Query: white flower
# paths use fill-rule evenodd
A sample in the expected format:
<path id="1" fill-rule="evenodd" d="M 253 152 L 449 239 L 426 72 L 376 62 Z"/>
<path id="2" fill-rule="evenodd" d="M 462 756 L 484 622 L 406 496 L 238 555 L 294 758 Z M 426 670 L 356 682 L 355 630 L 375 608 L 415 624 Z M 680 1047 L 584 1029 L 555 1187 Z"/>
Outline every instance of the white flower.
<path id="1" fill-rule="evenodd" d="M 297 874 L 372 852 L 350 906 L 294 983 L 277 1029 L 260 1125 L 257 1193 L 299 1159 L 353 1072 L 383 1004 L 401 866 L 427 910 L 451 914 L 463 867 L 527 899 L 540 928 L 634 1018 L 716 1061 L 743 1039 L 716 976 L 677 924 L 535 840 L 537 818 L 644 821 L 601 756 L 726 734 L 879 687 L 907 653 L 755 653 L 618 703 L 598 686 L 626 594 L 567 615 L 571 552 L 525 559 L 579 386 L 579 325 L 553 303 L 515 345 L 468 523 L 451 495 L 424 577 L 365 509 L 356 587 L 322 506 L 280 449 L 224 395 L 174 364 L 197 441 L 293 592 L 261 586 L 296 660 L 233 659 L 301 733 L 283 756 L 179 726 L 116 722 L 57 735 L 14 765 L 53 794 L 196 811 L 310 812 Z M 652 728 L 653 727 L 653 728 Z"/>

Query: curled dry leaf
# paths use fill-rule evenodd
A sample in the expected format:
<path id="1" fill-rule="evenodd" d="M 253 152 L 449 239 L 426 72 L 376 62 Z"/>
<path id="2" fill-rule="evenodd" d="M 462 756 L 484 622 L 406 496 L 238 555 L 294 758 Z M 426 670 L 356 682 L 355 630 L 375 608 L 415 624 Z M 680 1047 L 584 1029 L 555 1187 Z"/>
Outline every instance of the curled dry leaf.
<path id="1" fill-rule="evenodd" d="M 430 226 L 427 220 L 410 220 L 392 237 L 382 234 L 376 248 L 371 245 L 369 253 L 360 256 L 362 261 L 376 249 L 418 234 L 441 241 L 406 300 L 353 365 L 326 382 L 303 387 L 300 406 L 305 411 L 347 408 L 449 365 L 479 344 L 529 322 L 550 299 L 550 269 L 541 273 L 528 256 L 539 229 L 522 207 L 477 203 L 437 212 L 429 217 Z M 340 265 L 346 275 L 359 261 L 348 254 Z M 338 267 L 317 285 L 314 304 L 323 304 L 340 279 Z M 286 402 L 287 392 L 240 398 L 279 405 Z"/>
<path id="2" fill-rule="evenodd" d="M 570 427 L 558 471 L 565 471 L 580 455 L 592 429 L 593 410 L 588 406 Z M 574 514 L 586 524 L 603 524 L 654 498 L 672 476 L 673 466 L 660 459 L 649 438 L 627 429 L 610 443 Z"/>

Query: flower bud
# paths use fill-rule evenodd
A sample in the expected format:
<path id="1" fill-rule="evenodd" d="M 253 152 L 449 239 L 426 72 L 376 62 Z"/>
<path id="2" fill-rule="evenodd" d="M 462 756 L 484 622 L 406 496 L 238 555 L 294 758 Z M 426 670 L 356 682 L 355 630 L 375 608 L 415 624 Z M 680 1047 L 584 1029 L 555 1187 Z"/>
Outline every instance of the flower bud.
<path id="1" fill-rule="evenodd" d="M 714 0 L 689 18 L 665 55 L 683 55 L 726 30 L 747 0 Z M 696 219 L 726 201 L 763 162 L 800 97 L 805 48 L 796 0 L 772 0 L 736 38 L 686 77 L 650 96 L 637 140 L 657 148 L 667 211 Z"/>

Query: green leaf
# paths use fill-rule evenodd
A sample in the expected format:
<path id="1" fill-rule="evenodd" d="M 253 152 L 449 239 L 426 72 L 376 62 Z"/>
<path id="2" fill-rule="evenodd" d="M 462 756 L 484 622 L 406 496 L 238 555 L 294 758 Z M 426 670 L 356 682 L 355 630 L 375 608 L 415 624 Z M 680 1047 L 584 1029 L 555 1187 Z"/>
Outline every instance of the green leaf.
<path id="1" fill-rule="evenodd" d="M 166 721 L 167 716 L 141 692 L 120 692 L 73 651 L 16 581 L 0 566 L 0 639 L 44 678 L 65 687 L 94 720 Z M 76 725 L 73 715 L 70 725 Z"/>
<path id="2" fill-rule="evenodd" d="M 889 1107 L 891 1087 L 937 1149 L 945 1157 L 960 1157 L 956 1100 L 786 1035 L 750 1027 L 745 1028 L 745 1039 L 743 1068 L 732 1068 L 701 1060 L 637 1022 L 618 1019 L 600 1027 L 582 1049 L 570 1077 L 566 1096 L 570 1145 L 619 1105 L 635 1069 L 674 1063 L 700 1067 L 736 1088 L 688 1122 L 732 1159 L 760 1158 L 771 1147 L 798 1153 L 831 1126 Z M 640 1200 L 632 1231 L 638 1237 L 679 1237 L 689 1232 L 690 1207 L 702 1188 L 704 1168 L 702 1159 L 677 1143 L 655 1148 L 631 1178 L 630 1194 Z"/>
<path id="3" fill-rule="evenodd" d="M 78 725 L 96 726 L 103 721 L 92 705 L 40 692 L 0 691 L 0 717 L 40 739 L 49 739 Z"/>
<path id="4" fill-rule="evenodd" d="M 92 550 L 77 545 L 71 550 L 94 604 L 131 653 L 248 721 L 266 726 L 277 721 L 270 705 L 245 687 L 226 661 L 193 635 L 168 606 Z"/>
----------
_Exercise_
If a line in the entries contains the word "Query", copy that line out.

_Result for this task_
Query: white flower
Query: curled dry leaf
Query: flower bud
Query: green leaf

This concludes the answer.